◆ Given instruction ◆
All entries should be output exactly as they stand.

Point-based annotation data:
╭──
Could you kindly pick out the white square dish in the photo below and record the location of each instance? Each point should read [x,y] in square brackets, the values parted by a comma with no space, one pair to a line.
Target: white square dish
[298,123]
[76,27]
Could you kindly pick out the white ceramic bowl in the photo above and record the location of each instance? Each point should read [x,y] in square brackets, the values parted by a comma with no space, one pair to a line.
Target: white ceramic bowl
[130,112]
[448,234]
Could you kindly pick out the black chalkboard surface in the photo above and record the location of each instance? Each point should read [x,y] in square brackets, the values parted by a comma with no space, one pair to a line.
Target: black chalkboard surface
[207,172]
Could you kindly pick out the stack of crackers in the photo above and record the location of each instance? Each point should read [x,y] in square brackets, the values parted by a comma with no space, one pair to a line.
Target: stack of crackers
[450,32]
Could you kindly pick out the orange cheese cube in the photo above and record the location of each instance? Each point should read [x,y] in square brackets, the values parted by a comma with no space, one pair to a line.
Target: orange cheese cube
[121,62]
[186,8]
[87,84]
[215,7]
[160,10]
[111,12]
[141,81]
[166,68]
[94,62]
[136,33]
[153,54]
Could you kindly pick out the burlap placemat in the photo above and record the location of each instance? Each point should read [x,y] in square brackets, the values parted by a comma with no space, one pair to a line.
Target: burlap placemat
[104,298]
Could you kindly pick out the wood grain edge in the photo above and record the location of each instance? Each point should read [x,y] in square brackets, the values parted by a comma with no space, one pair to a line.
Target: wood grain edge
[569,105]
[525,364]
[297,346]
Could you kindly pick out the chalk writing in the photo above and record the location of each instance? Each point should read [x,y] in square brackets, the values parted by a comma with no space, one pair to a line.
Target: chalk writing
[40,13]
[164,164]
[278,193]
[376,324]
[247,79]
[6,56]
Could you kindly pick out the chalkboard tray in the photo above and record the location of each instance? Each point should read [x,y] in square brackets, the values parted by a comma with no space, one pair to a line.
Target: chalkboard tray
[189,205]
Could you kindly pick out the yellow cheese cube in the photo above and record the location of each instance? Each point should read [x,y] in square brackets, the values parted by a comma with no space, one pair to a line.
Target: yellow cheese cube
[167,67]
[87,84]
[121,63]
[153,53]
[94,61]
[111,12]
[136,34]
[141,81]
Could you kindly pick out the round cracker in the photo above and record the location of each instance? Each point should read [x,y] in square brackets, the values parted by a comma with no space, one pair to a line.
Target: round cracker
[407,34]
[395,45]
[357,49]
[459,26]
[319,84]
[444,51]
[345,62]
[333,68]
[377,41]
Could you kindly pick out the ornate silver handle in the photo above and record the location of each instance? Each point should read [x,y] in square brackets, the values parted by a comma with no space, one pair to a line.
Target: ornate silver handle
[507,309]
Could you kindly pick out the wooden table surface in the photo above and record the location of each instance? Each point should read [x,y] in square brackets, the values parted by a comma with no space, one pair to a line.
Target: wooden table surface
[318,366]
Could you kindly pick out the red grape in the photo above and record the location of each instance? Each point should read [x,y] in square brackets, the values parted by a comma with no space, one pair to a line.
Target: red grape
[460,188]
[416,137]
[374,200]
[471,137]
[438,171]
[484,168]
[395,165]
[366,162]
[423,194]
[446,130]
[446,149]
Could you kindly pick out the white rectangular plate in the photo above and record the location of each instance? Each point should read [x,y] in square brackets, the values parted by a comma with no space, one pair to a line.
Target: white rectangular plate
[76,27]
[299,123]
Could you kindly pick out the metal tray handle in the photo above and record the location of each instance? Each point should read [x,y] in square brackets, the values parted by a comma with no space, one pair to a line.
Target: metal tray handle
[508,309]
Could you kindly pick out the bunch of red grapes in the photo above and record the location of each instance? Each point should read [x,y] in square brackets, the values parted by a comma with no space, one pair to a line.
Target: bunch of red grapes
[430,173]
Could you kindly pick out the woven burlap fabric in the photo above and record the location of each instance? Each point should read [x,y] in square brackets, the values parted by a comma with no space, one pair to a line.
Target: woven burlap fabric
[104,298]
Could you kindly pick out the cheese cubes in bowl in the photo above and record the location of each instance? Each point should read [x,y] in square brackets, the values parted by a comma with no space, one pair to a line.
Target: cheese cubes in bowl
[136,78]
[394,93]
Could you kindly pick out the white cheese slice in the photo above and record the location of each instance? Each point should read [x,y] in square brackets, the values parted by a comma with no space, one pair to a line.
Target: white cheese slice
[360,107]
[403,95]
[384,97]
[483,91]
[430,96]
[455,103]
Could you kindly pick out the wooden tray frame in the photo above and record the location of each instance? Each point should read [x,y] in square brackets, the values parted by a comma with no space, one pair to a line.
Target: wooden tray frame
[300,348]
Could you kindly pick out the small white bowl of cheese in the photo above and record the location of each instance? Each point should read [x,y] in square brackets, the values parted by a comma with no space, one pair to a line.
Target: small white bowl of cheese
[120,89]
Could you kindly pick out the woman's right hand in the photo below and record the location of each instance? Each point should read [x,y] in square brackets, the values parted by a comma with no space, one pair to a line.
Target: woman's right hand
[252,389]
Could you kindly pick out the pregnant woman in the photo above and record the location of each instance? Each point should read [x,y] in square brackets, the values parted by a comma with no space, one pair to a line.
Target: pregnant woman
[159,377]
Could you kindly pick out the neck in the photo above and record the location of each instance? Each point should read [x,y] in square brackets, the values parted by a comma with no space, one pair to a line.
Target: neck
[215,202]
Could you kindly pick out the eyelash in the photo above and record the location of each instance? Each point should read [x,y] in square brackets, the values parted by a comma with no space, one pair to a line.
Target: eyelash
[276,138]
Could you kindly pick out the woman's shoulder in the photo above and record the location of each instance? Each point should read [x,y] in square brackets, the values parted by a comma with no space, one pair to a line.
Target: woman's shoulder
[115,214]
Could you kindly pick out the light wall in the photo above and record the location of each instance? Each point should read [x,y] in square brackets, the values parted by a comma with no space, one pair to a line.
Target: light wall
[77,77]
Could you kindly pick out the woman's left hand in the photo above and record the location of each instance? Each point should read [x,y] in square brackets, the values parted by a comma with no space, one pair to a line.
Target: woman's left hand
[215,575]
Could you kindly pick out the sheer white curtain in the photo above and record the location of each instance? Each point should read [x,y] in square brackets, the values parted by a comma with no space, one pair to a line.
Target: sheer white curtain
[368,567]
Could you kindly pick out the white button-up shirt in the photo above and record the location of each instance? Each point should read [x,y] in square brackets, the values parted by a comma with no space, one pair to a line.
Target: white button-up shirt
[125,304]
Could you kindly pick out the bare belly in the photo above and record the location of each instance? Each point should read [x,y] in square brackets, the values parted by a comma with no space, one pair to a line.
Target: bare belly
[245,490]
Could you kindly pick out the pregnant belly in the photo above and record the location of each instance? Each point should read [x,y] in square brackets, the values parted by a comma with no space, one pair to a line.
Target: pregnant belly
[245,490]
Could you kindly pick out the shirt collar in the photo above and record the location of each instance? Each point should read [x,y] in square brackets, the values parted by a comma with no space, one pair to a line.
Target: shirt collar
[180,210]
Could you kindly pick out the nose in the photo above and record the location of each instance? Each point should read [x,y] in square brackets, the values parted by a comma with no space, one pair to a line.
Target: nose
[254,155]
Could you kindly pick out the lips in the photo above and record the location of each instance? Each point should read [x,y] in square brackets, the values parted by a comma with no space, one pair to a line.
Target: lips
╰──
◆ Exercise output ◆
Could you kindly pick out the white square dish in the photo below and record the location of each instance? Each point should read [x,y] in square brackets, the values parted by a comma with no space, one pair to a line.
Target: white square dish
[298,123]
[76,27]
Could you kindly pick out the white ceramic bowl in the photo above and record the location of each instance? Each point should read [x,y] in square brackets, the values parted by a comma with no space, one pair to a line.
Target: white ceramic bowl
[130,112]
[448,234]
Could you kindly pick out the black chalkboard surface in the photo above and record the location of each instance? Each point should read [x,y] in square brackets, the values parted by a comma with no space, one pair to a line.
Target: black chalkboard surface
[207,172]
Could you kindly pick out the stack of crackers in the photo above and record the location of each instance? Each point should read [x,y] in square brackets, the values parted by a comma with no space, one pair to a line.
Target: stack of crackers
[450,32]
Could you kindly pick out the orange cheese cube in the photo above and record the location of each instance? Each point should read [x,y] in square brackets, the values parted by a comma with no space, one pair to a line.
Target: orange cheese cube
[121,62]
[186,8]
[87,84]
[215,7]
[160,10]
[111,12]
[141,81]
[166,68]
[94,62]
[136,33]
[153,54]
Could you kindly pick out the burlap placemat in the photo above and record the location of each instance? Each point should read [x,y] in square brackets, the values parted by a comma with no space, one pair to a line.
Target: burlap placemat
[104,298]
Could you kindly pick out the wood grain edge in the photo above and record the location of each instance? Each point should read [x,y] in square brackets, the values parted by a comma with no space, one pair to a line.
Target: wood grain edge
[569,105]
[525,364]
[297,346]
Could you kindly pick out the chalk writing in the photo above and record the location of each instance? Each point should read [x,y] in square brackets, the values parted by a comma with no space, one pair to a line.
Target: chalk writing
[40,13]
[164,164]
[278,193]
[376,324]
[247,79]
[6,56]
Could you kindly pick out the chalkboard tray in the photo above and record the location of each instance? Each point should read [x,y] in square brackets, the values parted by a comma with no space, one pair to a line.
Target: chalkboard tray
[189,205]
Could you kindly pick out the yellow cheese cube in the photo above and record the location of each instance? Each point should read [x,y] in square brackets, the values parted by a comma with no space, one pair to a line.
Target: yellow cheese cube
[167,67]
[87,84]
[121,63]
[153,53]
[94,61]
[111,12]
[136,34]
[141,81]
Could you kindly pick out the round cracker in the photo above and record the location of each instance? Each point should read [x,y] in square brackets, the values parted by a comma with no space, one pair to a line.
Target: round cracker
[407,34]
[395,45]
[357,49]
[459,26]
[319,84]
[444,51]
[345,62]
[333,68]
[377,41]
Could you kindly pick out the ornate silver handle in the photo above and record the location of each instance? Each point should read [x,y] in square brackets, the values parted by a comma with no space, one pair to a line.
Target: ornate silver handle
[507,309]
Could you kindly pick out the wooden table surface in the photo above and record the location of each instance? Each point should read [x,y] in square brackets, the values parted by a comma with no space, one pair to a line.
Target: wooden table surface
[318,366]
Could you kindly pick out the red grape in the photo above and record the location of each instance? Each point should read [x,y] in square brackets, the values parted by a comma with no space, one pair to a line.
Target: red grape
[460,188]
[416,137]
[374,200]
[471,137]
[438,171]
[484,168]
[395,165]
[366,162]
[423,194]
[446,130]
[446,149]
Could you kindly pick out the white rectangular plate in the photo above and record the location of each instance? Each point should read [x,y] in square brackets, the values parted by a comma with no space, one pair to a line.
Target: white rectangular plate
[76,27]
[299,123]
Could you kindly pick out the metal tray handle in the photo above and record the location of each instance? Each point should read [x,y] in square brackets, the values parted by a comma with no space, one pair to a line.
Target: metal tray handle
[508,309]
Could you kindly pick out the bunch of red grapes in the photo above and record the location of each instance? Each point should read [x,y] in square brackets, the values parted by a comma with no space, one pair to a line.
Target: bunch of red grapes
[430,173]
Could you kindly pick out the woven burlap fabric in the photo above and record the location of each instance? Each point should read [x,y] in square brackets, the values parted by a comma with no space, one pair to a line.
Target: woven burlap fabric
[104,298]
Could you kindly pick out the cheese cubes in bowl in the photo above and record the location of each instance? Each point should read [x,y] in square brackets, the values parted by a comma with no space, one pair to a line.
Target: cheese cubes in bowl
[136,78]
[394,93]
Could you kindly pick out the white cheese slice in the photo above and record the location of each instance? Each point should read [x,y] in square brackets, the values parted by a comma with no space, one pair to a line.
Target: white cheese slice
[360,107]
[403,95]
[384,97]
[483,91]
[430,96]
[455,103]
Could you kindly pick out the wooden tray frame in the photo above and record the location of each instance? Each point should read [x,y] in square brackets, the values parted by a comma with no space, one pair to a line.
Target: wooden tray frame
[300,348]
Could you kindly pick out the small white bowl of cheese in the photo above and record the location of each instance? Each point should read [x,y] in square brackets, the values parted by a comma with no space, one pair to a line.
Target: small white bowl of cheese
[120,89]
Could you kindly pick out the woman's right hand in the photo below and record the location of each instance? Each point should read [x,y] in square brackets, the values parted by a comma with no space, one pair to a line.
Target: woman's right hand
[252,389]
Could you kindly pick out the pregnant woman in the photo above and record the location of each instance? Each point should read [x,y] in square brackets, the values parted by a comma with no space, one pair to a line.
Target: pregnant woman
[159,377]
Could you kindly pick out the neck in the photo above and record the location of each instance? Each point should read [x,y] in square brackets, the values parted by a comma with no space, one pair to a line.
Target: neck
[215,202]
Could you kindly pick out the eyelash in the photo above and record the location of each instance? Each point should read [x,y] in square brackets, the values parted by a comma with no space, one pair to a line.
Target: eyelash
[276,138]
Could you kindly pick out the woman's shoulder in the photo above and record the location of each instance? Each point should read [x,y] in square brackets, the values parted by a comma with no space, one pair to a line.
Target: woman's shoulder
[115,214]
Could you kindly pick out the light wall in the photo above and record the location of each instance? Each point should read [x,y] in square brackets, the values parted by a comma with no space, one pair to a line.
Target: light wall
[77,77]
Could you kindly pick out the woman's left hand in the photo above and record the location of each instance? Each point should read [x,y] in square brackets, the values parted by a comma with no space, one pair to a line.
Target: woman's left hand
[215,575]
Could you kindly pick out the sheer white curtain in the photo above and record the location of each instance? Each point should read [x,y] in square brackets, the values parted by a comma with no space, one pair to a line.
Target: sheer white curtain
[368,567]
Could you kindly pick out the white button-up shirt in the photo above and record the location of each instance? Each point should read [x,y] in square brackets, the values parted by a comma with no space, one pair to a line.
Target: white button-up shirt
[125,304]
Could you kindly pick out the bare belly in the photo above and record the location of each instance? Each point should read [x,y] in square brackets, the values parted by a comma with no space, one pair to a line.
Target: bare belly
[245,490]
Could you kindly pick out the pregnant belly in the photo above and record the location of each instance? Each point should read [x,y] in square brackets, the values parted by a comma with no space, one pair to a line.
Target: pregnant belly
[245,490]
Could you kindly pick out the shirt collar in the photo above and record the location of each instance? Each point should read [x,y] in square brackets, the values parted by a comma with no space, one pair to a line.
Target: shirt collar
[180,210]
Could you kindly pick out the nose in the photo above and record the location of each instance? Each point should read [x,y] in square brackets, the values parted by a comma with no space, one pair to a line.
Target: nose
[254,155]
Could you kindly pick out the lips in the photo above and record the location of each instance? Each point should read [x,y] in square brackets, the values parted by a comma with no space, one pair to a line.
Target: lips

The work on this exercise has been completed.